> [WHAT TO DO]:
a) In the post on scikit-learn's defaults, what penalty and lambda does logistic regression use by default?
b) Write down the passage of the post on scikit-learn's defaults starting at "This recent Tweet" and ending at "were) using regularization?".

> [SOURCE TEXT]:
┏━━

Scikit-learn’s Defaults are Wrong

This recent Tweet erupted a discussion about how logistic regression in Scikit-learn uses L2 penalization with a lambda of 1 as default options. If you don’t care about data science, this sounds like the most incredibly banal thing ever. If you do care about data science, especially from the statistics side of things, well, have fun reading this thread:

By default, logistic regression in scikit-learn runs w L2 regularization on and defaulting to magic number C=1.0. How many millions of ML/stats/data-mining papers have been written by authors who didn't report (& honestly didn't think they were) using regularization?
— Zachary Lipton (@zacharylipton) August 30, 2019

I want to be clear: scikit-learn is a great and expansive library for machine learning in Python. You can’t do machine learning in Python without it, and the contributors to this library are awesome for volunteering their time to make this available to everyone.

That said, there is something really discomforting about their approach. The philosophy behind scikit-learn’s layout and development reinforces not only common stereotypes about machine learning people, it also reinforces the bad habits that create these stereotypes. The default keyword arguments for LogisticRegression are a very good example of what I’m talking about.

┗━━

> [RECORDED DATA]:

┏━━

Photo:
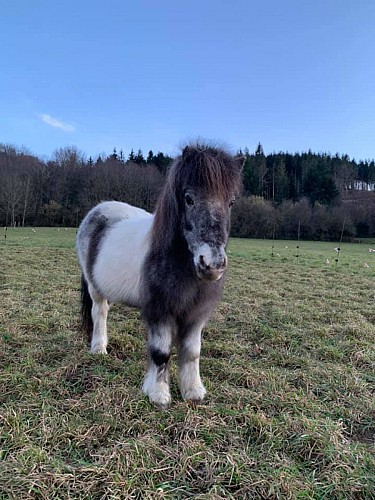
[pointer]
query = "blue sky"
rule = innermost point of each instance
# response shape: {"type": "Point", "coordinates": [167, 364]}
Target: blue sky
{"type": "Point", "coordinates": [146, 74]}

┗━━

> [ANSWERS FOR THIS EXERCISE]:
a) L2 penalization with a lambda of 1.

b)
This recent Tweet erupted a discussion about how logistic regression in Scikit-learn uses L2 penalization with a lambda of 1 as default options. If you don’t care about data science, this sounds like the most incredibly banal thing ever. If you do care about data science, especially from the statistics side of things, well, have fun reading this thread:

By default, logistic regression in scikit-learn runs w L2 regularization on and defaulting to magic number C=1.0. How many millions of ML/stats/data-mining papers have been written by authors who didn't report (& honestly didn't think they were) using regularization?